- **Records supplied**:
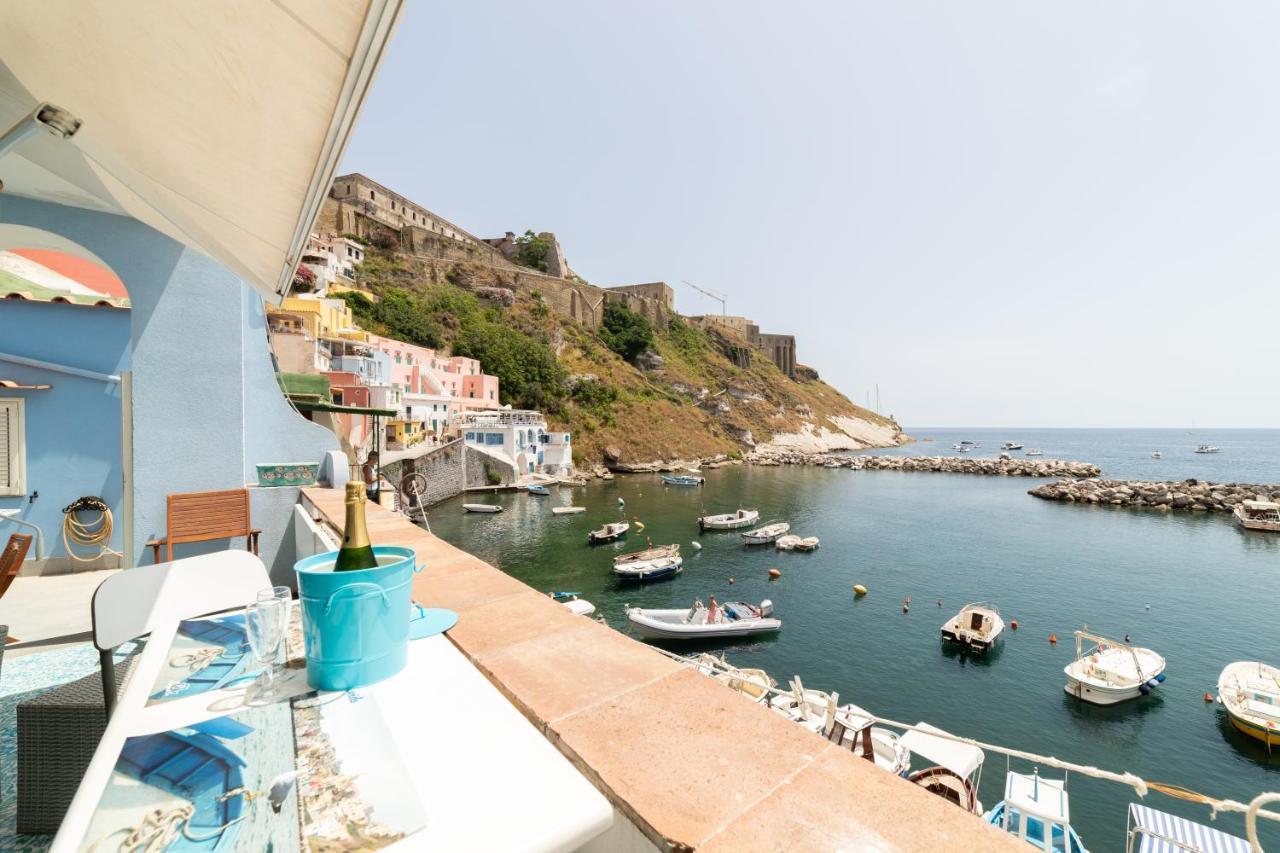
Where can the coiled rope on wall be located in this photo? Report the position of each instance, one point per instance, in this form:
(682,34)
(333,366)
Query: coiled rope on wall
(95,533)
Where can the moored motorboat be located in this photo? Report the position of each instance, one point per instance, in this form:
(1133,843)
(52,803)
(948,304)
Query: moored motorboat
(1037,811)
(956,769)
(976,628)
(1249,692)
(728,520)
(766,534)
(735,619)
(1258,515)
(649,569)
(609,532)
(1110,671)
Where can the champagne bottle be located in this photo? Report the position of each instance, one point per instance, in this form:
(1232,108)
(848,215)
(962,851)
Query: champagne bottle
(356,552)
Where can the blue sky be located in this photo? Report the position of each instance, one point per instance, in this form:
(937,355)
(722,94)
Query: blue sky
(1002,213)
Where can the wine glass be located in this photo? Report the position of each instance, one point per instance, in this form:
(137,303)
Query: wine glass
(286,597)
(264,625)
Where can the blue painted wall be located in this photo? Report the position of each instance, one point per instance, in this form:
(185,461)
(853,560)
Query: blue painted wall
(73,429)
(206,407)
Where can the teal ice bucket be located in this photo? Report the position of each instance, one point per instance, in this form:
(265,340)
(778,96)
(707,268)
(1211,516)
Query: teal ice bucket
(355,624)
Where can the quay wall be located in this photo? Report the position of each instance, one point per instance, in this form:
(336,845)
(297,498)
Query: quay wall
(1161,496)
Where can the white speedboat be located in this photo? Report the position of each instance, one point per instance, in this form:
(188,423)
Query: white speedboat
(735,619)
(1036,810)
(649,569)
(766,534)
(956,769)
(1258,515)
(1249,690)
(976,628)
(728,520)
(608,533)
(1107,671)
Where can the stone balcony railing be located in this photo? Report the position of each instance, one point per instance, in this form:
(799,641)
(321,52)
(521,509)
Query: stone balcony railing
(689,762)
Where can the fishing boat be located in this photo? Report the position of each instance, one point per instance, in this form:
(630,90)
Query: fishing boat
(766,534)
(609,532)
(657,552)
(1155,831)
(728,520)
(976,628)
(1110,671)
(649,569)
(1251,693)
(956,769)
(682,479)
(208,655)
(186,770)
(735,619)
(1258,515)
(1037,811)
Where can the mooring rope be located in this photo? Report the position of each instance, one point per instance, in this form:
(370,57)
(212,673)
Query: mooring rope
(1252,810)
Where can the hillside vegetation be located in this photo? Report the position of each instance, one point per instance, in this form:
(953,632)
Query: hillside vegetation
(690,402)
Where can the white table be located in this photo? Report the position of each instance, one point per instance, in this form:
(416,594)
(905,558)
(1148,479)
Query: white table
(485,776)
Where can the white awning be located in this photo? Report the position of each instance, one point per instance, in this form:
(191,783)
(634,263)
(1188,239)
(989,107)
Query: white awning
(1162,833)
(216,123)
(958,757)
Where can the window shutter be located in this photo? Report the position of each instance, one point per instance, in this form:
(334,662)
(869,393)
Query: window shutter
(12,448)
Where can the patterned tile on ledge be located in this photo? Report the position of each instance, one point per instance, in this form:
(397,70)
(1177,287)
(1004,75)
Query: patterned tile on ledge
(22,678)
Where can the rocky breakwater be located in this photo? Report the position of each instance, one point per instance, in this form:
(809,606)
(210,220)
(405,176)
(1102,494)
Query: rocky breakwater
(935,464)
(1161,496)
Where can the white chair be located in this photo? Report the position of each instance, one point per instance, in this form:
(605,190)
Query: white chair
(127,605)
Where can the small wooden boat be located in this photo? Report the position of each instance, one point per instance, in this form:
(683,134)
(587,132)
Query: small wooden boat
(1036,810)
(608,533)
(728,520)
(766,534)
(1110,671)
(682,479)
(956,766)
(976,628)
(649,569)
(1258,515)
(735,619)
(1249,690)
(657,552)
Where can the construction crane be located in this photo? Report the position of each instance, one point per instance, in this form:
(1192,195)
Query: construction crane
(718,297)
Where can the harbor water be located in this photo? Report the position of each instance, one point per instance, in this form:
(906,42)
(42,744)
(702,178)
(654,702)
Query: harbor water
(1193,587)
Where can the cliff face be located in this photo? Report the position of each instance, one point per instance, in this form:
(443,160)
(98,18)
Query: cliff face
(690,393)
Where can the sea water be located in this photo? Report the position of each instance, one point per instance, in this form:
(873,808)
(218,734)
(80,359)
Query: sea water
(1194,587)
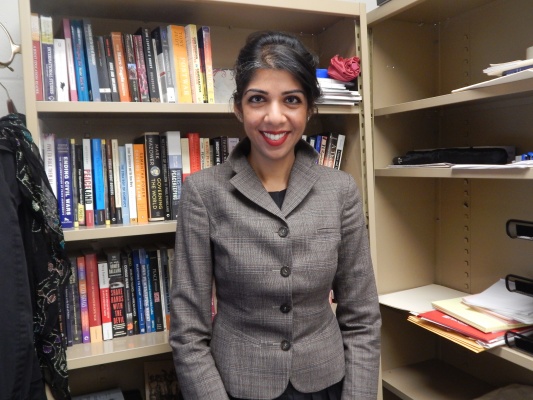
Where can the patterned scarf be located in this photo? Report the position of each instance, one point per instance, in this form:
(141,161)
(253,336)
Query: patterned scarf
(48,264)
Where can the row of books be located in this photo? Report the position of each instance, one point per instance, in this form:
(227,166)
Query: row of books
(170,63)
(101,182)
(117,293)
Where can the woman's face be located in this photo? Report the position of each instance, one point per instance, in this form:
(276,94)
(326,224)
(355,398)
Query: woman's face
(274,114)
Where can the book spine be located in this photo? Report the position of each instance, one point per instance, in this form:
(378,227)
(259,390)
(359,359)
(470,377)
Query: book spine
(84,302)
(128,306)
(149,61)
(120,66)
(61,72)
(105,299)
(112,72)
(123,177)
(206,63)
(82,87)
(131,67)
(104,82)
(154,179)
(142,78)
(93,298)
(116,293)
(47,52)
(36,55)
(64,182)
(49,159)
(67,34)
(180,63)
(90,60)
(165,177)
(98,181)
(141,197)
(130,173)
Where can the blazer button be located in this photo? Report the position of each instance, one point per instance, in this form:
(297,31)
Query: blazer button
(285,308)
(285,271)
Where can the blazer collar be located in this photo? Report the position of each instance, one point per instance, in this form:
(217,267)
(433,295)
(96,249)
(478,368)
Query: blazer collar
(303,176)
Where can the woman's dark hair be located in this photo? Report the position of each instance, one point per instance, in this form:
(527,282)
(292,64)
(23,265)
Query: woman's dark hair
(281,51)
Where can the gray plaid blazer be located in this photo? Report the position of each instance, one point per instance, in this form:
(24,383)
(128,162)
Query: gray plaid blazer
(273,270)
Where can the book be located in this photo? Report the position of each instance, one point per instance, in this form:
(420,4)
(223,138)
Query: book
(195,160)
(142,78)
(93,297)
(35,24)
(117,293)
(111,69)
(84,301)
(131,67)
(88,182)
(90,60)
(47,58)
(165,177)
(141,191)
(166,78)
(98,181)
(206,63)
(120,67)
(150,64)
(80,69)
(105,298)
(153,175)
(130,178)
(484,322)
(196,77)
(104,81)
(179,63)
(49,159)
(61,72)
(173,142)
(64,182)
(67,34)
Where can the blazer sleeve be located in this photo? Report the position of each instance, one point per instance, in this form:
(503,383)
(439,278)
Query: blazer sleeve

...

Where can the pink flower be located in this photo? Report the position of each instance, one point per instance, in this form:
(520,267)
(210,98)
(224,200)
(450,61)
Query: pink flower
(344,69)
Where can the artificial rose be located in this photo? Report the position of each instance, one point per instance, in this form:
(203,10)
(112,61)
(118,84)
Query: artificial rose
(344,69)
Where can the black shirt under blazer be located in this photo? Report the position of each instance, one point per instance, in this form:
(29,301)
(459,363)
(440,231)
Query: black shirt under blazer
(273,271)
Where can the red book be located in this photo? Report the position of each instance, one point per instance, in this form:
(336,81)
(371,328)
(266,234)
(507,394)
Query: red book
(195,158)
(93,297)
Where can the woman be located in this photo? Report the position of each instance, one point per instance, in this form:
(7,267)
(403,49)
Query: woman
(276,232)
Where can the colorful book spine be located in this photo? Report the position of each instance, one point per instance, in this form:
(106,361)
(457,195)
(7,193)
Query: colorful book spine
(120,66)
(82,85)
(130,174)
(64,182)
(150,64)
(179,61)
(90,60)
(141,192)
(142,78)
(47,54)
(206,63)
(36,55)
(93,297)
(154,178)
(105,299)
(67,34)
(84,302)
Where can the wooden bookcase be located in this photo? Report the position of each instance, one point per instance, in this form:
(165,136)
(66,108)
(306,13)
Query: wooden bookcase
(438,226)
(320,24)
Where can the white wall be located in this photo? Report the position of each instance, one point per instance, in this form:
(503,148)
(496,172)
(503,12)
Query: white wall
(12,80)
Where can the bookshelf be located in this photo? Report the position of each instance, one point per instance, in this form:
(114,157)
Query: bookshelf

- **Work to be completed**: How many lines in the data above contain the string "champagne", matching case exactly? Reply with the number alone.

- **Solution**: 2